Directive: Update the records from the line containing "Where can you find the grassy slope?" down to the line containing "point(1033, 305)" by changing "Marked at" to "Located at", and give those lines again with everything else unchanged.

Stored data:
_____
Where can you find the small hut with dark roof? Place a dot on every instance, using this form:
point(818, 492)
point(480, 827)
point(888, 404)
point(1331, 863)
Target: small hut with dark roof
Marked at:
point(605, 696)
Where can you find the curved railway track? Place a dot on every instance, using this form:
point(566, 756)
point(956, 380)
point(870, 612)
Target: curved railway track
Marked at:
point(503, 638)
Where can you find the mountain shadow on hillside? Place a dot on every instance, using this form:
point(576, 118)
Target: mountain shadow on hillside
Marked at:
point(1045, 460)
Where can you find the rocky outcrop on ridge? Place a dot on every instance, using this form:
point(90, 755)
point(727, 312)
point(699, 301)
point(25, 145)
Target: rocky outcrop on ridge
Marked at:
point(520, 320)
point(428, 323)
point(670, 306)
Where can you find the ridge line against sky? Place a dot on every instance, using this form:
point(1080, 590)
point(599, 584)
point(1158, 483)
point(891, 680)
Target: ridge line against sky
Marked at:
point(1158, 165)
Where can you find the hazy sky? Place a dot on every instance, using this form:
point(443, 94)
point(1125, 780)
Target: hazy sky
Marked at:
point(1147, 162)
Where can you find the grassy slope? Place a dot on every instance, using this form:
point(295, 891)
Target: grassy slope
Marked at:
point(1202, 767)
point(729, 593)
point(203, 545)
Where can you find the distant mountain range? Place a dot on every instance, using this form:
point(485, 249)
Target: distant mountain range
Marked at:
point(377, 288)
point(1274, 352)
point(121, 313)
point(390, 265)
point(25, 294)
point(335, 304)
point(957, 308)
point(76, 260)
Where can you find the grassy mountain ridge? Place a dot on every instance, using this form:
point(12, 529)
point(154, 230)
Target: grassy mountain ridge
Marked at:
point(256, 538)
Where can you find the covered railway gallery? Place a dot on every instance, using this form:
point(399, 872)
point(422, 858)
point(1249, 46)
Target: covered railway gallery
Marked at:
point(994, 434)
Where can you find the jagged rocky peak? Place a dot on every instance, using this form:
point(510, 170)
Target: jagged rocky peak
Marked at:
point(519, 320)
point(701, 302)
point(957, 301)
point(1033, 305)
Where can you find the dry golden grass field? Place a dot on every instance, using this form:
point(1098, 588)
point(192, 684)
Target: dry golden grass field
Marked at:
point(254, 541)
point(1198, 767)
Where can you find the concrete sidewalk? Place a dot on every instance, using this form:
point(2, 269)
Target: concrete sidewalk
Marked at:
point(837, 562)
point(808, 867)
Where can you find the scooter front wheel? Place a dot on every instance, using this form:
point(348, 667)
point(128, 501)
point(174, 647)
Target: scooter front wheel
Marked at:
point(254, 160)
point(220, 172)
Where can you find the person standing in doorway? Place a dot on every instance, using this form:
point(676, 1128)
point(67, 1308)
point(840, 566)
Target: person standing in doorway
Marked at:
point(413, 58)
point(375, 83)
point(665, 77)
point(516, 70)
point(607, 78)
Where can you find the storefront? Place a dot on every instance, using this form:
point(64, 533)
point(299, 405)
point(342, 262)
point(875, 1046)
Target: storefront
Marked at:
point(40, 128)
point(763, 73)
_____
Task result:
Where can you find the grassy slope? Place a dot on every instance, using this form:
point(295, 891)
Target: grassy slope
Located at:
point(1202, 767)
point(729, 593)
point(203, 545)
Where can you find the distant mountain range? Place a dot on every instance, using this form:
point(485, 249)
Target: distant mountain range
Located at:
point(377, 288)
point(1274, 352)
point(121, 313)
point(390, 265)
point(25, 294)
point(335, 304)
point(957, 308)
point(76, 260)
Where can you find the grassy mountain ridge? Place a dot on every instance, using this form:
point(12, 529)
point(154, 230)
Target: grassy mountain ridge
Located at:
point(256, 538)
Where can you find the covered railway gallery? Place a dot on every instance, using this form:
point(399, 872)
point(422, 858)
point(1249, 46)
Target: covered railway gallery
Located at:
point(994, 434)
Where can you find the jagged rocky peak? Place a dot on every instance, using this form:
point(510, 170)
Target: jagged rocky peak
Located at:
point(519, 320)
point(701, 302)
point(957, 301)
point(1033, 305)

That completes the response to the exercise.